DOCUMENT EXTRACT ::
********************

WHEREAS, the Note Issuer desires to purchase the Transition Property (as defined herein) created pursuant to the Statute and the Financing Order (each as defined herein); and

 

WHEREAS, the Seller is willing to sell the Transition Property to the Note Issuer.

 

NOW, THEREFORE, in consideration of the premises and the mutual covenants herein contained, the parties hereto agree as follows:

 

ARTICLE I. DEFINITIONS

 

Section 1.01. Definitions . Whenever used in this Agreement, the following words and phrases shall have the following meanings:

 

Administration Agreement ” means the Administration Agreement dated as of March 1, 2005 between Commonwealth Electric Company, as Administrator, and the Note Issuer, as amended and supplemented from time to time.

 

Agencies ” means, collectively, the Massachusetts Health and Educational Facilities Authority and the Massachusetts Development Finance Agency.

 

Agreement ” means this Transition Property Purchase and Sale Agreement, as amended and supplemented from time to time.

 

Back-Up Security Interest ” has the meaning specified in Section 2.01.

********************

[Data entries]
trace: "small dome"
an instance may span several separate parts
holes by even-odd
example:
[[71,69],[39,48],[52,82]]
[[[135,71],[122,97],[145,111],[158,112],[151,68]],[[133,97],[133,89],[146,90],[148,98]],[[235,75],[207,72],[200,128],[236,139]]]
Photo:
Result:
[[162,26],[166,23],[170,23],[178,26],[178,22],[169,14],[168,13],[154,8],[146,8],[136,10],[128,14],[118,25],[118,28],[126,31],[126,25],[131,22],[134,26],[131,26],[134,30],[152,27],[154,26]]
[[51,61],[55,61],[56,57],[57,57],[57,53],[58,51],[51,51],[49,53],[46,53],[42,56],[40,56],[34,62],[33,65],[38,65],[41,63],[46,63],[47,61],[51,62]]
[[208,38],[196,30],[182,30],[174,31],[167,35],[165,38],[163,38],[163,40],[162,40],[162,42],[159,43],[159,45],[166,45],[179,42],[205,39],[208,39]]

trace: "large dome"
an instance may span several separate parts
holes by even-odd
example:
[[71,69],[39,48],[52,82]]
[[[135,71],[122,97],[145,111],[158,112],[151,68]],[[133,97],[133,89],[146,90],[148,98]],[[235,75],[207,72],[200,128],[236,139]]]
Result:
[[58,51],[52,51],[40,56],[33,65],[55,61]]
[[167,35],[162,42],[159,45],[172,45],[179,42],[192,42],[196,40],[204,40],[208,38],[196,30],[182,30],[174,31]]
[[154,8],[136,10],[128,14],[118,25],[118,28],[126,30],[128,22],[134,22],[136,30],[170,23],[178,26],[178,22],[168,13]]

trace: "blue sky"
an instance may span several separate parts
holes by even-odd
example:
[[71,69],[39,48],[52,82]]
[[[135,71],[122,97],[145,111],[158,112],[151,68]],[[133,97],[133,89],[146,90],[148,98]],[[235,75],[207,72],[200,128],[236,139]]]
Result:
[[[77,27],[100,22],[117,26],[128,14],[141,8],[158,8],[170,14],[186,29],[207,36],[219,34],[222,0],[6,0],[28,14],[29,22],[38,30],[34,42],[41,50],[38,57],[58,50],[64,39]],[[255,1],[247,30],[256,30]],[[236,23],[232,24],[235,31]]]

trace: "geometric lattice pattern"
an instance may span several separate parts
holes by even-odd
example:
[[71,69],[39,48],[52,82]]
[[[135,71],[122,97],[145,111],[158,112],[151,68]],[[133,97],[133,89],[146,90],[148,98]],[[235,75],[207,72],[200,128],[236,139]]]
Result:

********************

EXERCISE DESCRIPTION :: In the agreement excerpt, which two bodies are collectively meant by "Agencies"? The data entries are separate material unrelated to the agreement excerpt.

WORKED SOLUTION :: The Massachusetts Health and Educational Facilities Authority and the Massachusetts Development Finance Agency.